Image-grounded pointing data
────────────────

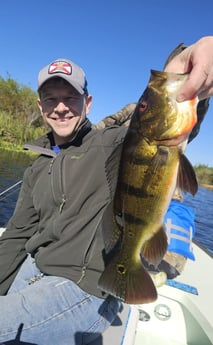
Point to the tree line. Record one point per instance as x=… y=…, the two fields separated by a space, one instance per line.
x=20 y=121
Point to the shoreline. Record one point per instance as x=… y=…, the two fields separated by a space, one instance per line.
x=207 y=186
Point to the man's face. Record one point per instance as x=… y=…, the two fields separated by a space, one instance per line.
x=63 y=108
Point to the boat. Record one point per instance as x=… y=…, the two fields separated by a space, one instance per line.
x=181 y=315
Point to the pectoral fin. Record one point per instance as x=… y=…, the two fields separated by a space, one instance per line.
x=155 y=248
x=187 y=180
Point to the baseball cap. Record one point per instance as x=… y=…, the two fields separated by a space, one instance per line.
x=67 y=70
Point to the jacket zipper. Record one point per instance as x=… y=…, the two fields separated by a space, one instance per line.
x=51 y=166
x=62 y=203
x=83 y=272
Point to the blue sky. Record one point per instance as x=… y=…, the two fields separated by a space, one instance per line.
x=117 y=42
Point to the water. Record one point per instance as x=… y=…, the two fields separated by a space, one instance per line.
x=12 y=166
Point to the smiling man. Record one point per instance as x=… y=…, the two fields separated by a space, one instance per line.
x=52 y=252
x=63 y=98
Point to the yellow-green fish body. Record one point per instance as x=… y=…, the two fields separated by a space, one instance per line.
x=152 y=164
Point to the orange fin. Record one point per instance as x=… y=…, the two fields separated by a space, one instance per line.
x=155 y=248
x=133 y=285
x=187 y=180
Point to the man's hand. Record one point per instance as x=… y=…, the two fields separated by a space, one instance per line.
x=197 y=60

────────────────

Task
Exact retyping is required: the line with "Point to the orange" through the end of the data, both ends included, and no other line.

Solution to this exercise
Point to the orange fin. Record one point per instance as x=… y=…, the two fields separated by a space, one instance per line.
x=155 y=248
x=133 y=285
x=187 y=180
Point to the man's hand. Record one point per instance as x=… y=…, the two fields separated by a space, one instance per line.
x=197 y=60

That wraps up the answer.